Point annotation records
++++++++
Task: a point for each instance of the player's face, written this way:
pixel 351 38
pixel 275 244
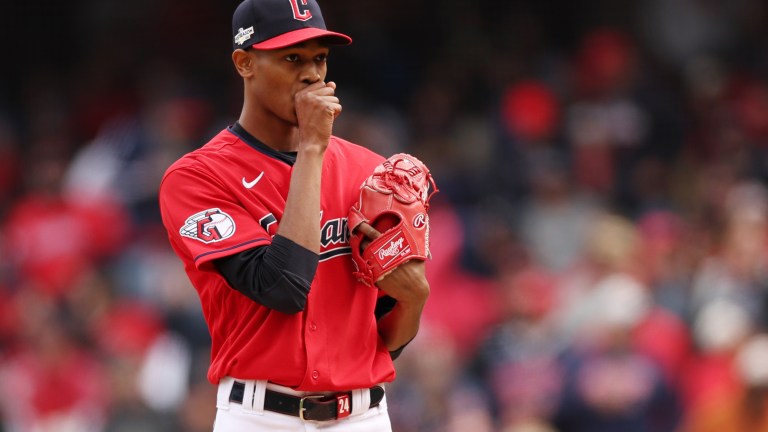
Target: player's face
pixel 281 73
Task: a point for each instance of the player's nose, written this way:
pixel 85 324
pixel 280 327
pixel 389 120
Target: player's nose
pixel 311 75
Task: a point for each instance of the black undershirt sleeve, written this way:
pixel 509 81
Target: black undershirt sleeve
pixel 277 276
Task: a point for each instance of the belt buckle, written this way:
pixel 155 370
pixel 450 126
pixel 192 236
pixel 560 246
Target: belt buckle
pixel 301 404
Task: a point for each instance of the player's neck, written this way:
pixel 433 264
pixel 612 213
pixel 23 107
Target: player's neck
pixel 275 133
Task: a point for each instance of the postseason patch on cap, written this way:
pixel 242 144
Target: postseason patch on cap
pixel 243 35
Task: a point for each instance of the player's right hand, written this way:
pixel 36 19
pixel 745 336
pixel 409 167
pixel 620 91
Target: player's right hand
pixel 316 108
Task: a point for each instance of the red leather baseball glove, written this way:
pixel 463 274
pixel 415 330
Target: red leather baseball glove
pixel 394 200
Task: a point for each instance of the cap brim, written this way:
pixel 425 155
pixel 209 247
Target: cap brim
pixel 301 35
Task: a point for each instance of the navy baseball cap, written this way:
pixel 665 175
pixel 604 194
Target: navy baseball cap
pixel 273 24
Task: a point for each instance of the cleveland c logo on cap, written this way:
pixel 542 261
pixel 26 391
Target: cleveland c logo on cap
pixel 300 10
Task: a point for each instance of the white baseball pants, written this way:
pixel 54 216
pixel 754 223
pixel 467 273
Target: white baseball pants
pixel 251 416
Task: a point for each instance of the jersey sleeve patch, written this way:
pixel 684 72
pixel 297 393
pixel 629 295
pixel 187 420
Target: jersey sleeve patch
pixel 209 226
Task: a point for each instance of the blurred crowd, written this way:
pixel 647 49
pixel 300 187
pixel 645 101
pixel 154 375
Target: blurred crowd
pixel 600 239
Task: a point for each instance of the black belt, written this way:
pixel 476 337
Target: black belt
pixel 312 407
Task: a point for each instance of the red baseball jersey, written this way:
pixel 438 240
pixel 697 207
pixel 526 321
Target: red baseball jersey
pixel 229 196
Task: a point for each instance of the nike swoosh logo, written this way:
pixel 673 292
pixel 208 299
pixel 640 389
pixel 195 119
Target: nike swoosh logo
++++++++
:: Aim ::
Reproduce the items from the line with "Task: a point for each instance of the white" to the line with "pixel 251 416", both included, shifting every coordinate in the answers by -75.

:: Correct answer ::
Task: a point for each instance of the white baseball pants, written this way:
pixel 54 216
pixel 754 223
pixel 467 273
Target: white baseball pants
pixel 176 341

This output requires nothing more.